Locate each line in the records below that contains the word "marker" and copy those lines in full. Treat the match as case-sensitive.

The input -
-------------------------
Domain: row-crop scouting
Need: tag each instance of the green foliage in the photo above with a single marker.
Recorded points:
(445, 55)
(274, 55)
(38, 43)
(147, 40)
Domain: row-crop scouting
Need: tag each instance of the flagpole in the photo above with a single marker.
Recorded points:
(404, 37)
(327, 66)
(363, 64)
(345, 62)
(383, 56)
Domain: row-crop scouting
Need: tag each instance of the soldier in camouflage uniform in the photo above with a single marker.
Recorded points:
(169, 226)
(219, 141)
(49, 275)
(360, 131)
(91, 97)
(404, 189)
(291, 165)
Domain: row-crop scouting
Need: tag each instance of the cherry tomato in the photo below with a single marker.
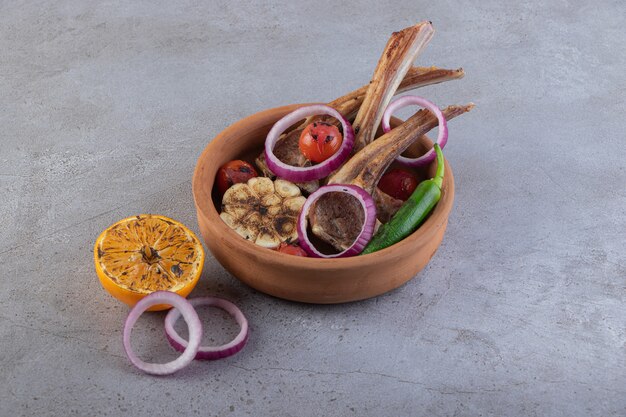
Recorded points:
(319, 141)
(291, 249)
(398, 183)
(234, 172)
-------------------------
Answer for the task -
Need: tag each instance of the green foliage in the photo above with a single marker.
Need: tag each instance of the flagpole in the photo above with a single marker.
Need: tag each instance of the soldier in camouflage uniform in the photo above with a single marker.
Need: tag each instance of the cherry tomato in the photo below with a single marker.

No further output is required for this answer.